Start of SUPPLIED ENTRIES
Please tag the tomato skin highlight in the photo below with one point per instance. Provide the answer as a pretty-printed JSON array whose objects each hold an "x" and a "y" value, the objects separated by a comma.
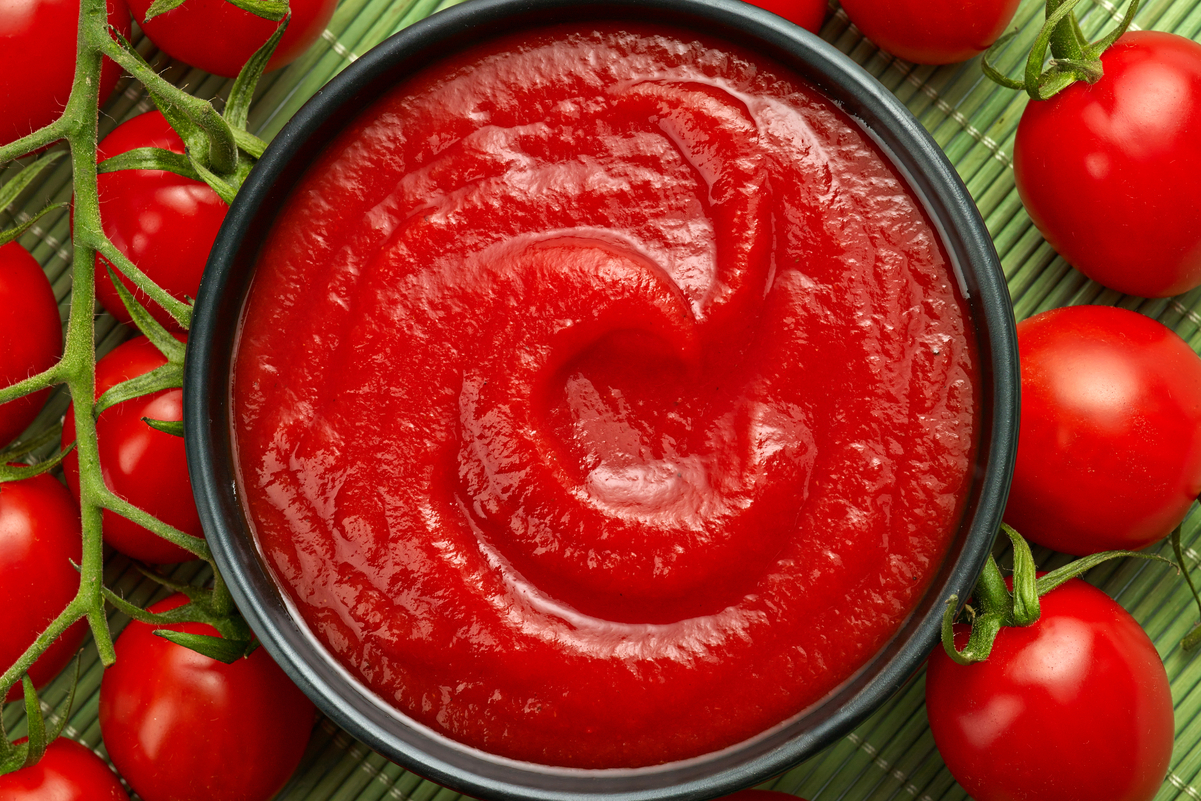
[
  {"x": 144, "y": 466},
  {"x": 183, "y": 727},
  {"x": 39, "y": 541},
  {"x": 807, "y": 13},
  {"x": 1074, "y": 707},
  {"x": 1107, "y": 171},
  {"x": 37, "y": 60},
  {"x": 1109, "y": 453},
  {"x": 932, "y": 31},
  {"x": 30, "y": 335},
  {"x": 67, "y": 771},
  {"x": 242, "y": 33},
  {"x": 163, "y": 222}
]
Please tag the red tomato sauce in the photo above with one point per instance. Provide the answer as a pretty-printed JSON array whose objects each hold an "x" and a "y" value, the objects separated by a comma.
[{"x": 604, "y": 398}]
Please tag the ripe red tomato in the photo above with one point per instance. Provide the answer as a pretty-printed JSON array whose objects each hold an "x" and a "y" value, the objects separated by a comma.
[
  {"x": 163, "y": 222},
  {"x": 37, "y": 49},
  {"x": 1074, "y": 707},
  {"x": 30, "y": 334},
  {"x": 181, "y": 727},
  {"x": 242, "y": 33},
  {"x": 1109, "y": 453},
  {"x": 807, "y": 13},
  {"x": 932, "y": 31},
  {"x": 144, "y": 466},
  {"x": 1106, "y": 171},
  {"x": 39, "y": 541},
  {"x": 67, "y": 771}
]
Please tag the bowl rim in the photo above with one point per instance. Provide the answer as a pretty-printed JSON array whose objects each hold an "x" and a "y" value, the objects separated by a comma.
[{"x": 913, "y": 153}]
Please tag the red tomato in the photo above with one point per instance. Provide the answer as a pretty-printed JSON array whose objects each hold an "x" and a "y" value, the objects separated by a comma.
[
  {"x": 1106, "y": 171},
  {"x": 39, "y": 541},
  {"x": 807, "y": 13},
  {"x": 37, "y": 49},
  {"x": 242, "y": 33},
  {"x": 30, "y": 334},
  {"x": 932, "y": 31},
  {"x": 144, "y": 466},
  {"x": 67, "y": 771},
  {"x": 1074, "y": 707},
  {"x": 163, "y": 222},
  {"x": 1109, "y": 453},
  {"x": 181, "y": 727}
]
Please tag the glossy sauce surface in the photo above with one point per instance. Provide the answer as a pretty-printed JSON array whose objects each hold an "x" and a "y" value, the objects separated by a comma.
[{"x": 603, "y": 398}]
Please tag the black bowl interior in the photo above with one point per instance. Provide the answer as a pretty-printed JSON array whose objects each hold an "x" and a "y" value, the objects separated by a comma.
[{"x": 227, "y": 279}]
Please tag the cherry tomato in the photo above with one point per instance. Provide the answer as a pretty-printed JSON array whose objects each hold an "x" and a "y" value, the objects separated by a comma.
[
  {"x": 37, "y": 55},
  {"x": 142, "y": 465},
  {"x": 1074, "y": 707},
  {"x": 39, "y": 542},
  {"x": 1109, "y": 453},
  {"x": 30, "y": 334},
  {"x": 242, "y": 33},
  {"x": 181, "y": 727},
  {"x": 67, "y": 771},
  {"x": 807, "y": 13},
  {"x": 1106, "y": 171},
  {"x": 932, "y": 31},
  {"x": 163, "y": 222}
]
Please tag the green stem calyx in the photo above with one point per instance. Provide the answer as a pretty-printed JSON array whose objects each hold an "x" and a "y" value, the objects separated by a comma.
[
  {"x": 997, "y": 605},
  {"x": 1061, "y": 54}
]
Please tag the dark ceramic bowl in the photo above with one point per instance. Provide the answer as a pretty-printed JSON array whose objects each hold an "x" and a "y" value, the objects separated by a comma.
[{"x": 207, "y": 402}]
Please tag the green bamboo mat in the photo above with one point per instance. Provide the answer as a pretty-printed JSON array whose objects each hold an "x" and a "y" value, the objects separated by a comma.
[{"x": 891, "y": 755}]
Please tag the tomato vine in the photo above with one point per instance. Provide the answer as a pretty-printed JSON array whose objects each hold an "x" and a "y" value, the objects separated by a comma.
[{"x": 219, "y": 150}]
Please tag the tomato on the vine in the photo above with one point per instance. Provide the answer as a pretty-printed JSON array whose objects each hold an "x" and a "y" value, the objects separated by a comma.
[
  {"x": 807, "y": 13},
  {"x": 67, "y": 771},
  {"x": 1073, "y": 707},
  {"x": 139, "y": 464},
  {"x": 242, "y": 33},
  {"x": 39, "y": 543},
  {"x": 932, "y": 31},
  {"x": 1109, "y": 453},
  {"x": 163, "y": 222},
  {"x": 1107, "y": 171},
  {"x": 30, "y": 334},
  {"x": 37, "y": 57},
  {"x": 183, "y": 727}
]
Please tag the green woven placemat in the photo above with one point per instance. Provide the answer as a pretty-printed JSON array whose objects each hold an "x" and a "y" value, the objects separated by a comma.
[{"x": 891, "y": 755}]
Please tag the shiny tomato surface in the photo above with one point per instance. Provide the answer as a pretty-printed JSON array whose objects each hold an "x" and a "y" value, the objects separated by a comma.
[
  {"x": 67, "y": 771},
  {"x": 37, "y": 59},
  {"x": 240, "y": 33},
  {"x": 163, "y": 222},
  {"x": 40, "y": 544},
  {"x": 932, "y": 31},
  {"x": 1074, "y": 707},
  {"x": 142, "y": 465},
  {"x": 183, "y": 727},
  {"x": 1107, "y": 171},
  {"x": 30, "y": 334},
  {"x": 1109, "y": 454},
  {"x": 601, "y": 386}
]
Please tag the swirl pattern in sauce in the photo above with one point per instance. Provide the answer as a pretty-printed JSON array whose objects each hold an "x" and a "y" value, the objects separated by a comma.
[{"x": 603, "y": 398}]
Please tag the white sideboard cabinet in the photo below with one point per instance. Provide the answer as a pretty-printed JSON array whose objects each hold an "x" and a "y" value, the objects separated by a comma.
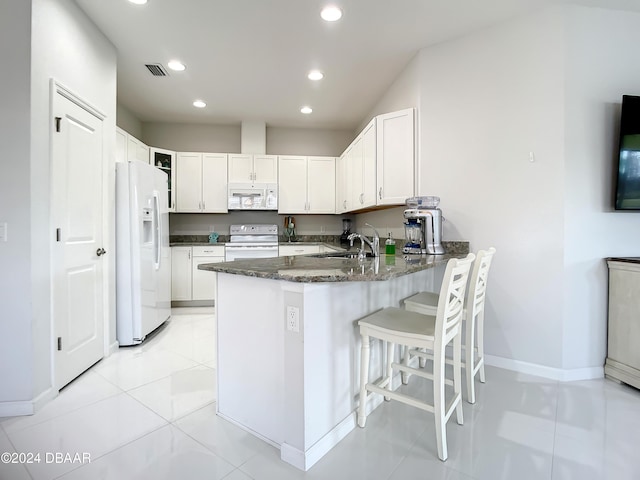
[{"x": 623, "y": 354}]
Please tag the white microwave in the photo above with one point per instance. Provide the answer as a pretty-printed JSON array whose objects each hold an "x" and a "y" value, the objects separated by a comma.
[{"x": 253, "y": 196}]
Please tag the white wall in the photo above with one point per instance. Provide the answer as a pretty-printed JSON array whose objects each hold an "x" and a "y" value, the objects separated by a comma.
[
  {"x": 66, "y": 46},
  {"x": 191, "y": 137},
  {"x": 602, "y": 65},
  {"x": 227, "y": 139},
  {"x": 306, "y": 141},
  {"x": 16, "y": 357},
  {"x": 487, "y": 100},
  {"x": 550, "y": 83},
  {"x": 126, "y": 120}
]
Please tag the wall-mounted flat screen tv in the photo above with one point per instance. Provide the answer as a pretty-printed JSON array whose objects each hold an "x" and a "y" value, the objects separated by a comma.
[{"x": 628, "y": 184}]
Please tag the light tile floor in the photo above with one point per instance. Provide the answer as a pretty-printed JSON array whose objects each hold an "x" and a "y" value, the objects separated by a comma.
[{"x": 148, "y": 412}]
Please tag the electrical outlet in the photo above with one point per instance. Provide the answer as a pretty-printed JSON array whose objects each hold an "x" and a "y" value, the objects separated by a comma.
[{"x": 293, "y": 319}]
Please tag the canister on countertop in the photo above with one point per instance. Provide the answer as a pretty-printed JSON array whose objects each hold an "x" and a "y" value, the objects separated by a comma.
[{"x": 390, "y": 246}]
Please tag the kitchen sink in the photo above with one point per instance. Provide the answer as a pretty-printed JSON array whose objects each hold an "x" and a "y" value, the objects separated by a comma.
[{"x": 346, "y": 255}]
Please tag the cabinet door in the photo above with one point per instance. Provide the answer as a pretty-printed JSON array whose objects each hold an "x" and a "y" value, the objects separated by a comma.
[
  {"x": 122, "y": 139},
  {"x": 343, "y": 190},
  {"x": 369, "y": 165},
  {"x": 395, "y": 157},
  {"x": 240, "y": 168},
  {"x": 188, "y": 182},
  {"x": 180, "y": 273},
  {"x": 356, "y": 169},
  {"x": 265, "y": 168},
  {"x": 165, "y": 160},
  {"x": 214, "y": 182},
  {"x": 204, "y": 282},
  {"x": 321, "y": 183},
  {"x": 292, "y": 184}
]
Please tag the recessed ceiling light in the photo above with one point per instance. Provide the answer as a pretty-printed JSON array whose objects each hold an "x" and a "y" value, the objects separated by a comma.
[
  {"x": 331, "y": 13},
  {"x": 176, "y": 65}
]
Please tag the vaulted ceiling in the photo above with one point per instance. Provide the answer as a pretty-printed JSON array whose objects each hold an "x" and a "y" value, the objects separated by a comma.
[{"x": 249, "y": 59}]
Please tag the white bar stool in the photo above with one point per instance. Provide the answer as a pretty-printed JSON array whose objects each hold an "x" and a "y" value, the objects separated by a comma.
[
  {"x": 427, "y": 304},
  {"x": 414, "y": 330}
]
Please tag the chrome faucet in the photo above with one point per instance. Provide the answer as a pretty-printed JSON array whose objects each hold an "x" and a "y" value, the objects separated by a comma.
[{"x": 374, "y": 244}]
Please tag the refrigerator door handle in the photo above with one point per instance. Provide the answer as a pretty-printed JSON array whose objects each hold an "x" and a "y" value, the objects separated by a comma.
[{"x": 157, "y": 230}]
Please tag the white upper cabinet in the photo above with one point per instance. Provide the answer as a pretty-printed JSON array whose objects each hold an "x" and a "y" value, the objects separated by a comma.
[
  {"x": 362, "y": 159},
  {"x": 343, "y": 182},
  {"x": 165, "y": 160},
  {"x": 201, "y": 182},
  {"x": 321, "y": 184},
  {"x": 379, "y": 167},
  {"x": 306, "y": 184},
  {"x": 395, "y": 157},
  {"x": 292, "y": 184},
  {"x": 245, "y": 168}
]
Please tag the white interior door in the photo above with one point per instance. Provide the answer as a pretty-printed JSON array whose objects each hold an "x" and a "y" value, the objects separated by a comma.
[{"x": 77, "y": 253}]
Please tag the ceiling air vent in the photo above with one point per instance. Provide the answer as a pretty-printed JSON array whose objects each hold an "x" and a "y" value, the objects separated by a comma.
[{"x": 156, "y": 70}]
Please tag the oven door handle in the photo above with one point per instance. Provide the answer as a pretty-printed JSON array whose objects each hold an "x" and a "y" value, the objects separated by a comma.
[{"x": 239, "y": 249}]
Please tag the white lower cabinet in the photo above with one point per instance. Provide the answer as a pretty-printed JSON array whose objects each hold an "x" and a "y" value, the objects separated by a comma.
[
  {"x": 180, "y": 273},
  {"x": 187, "y": 281},
  {"x": 203, "y": 286}
]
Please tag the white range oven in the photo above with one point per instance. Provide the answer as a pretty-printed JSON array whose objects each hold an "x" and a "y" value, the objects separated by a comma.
[{"x": 251, "y": 241}]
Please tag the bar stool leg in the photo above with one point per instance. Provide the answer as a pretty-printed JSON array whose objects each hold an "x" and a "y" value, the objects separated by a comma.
[
  {"x": 439, "y": 403},
  {"x": 365, "y": 353},
  {"x": 470, "y": 359},
  {"x": 391, "y": 347}
]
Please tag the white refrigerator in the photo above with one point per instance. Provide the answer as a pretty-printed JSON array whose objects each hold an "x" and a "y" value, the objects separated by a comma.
[{"x": 143, "y": 257}]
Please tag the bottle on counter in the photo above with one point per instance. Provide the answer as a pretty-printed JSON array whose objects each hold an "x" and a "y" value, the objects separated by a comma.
[{"x": 390, "y": 246}]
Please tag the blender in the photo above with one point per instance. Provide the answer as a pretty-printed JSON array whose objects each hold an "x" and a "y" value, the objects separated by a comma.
[
  {"x": 413, "y": 235},
  {"x": 346, "y": 231}
]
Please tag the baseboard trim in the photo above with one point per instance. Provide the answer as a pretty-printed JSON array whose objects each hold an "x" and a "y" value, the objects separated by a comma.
[
  {"x": 559, "y": 374},
  {"x": 305, "y": 460},
  {"x": 27, "y": 407},
  {"x": 113, "y": 348}
]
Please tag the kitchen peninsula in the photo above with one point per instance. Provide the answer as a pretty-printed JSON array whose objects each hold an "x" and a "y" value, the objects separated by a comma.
[{"x": 288, "y": 346}]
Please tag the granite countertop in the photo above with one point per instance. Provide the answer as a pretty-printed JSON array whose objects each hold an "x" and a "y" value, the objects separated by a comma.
[{"x": 324, "y": 268}]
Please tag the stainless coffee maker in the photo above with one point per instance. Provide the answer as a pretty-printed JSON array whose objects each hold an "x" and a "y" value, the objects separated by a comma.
[{"x": 423, "y": 216}]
End of SUPPLIED ENTRIES
- **REQUEST**: Nothing but the lines from the line with "Please tag the kitchen peninsula" to the last line of the listing above should appear; please retype them exactly, both ends included.

- **FINAL ANSWER**:
Please tag the kitchen peninsula in the photo above with one point per instance. Provide the answer as a pretty-printed JSON array whose objects each hold an "x" and a "y" value, the objects separated by a comma.
[{"x": 288, "y": 346}]
Please tag the granite countertop in the photo above with one point per instance. Provide the answer as a pretty-printed JSON array whose objects each hold an "x" and a "y" value, the objects separated by a comma.
[{"x": 324, "y": 268}]
Please tag the stainless coffee maker in the photo above with one point per instance. Provide the answer as a pretty-printed JSON array whose objects each hold an "x" and a "y" value, the objects separated by a comma.
[{"x": 423, "y": 216}]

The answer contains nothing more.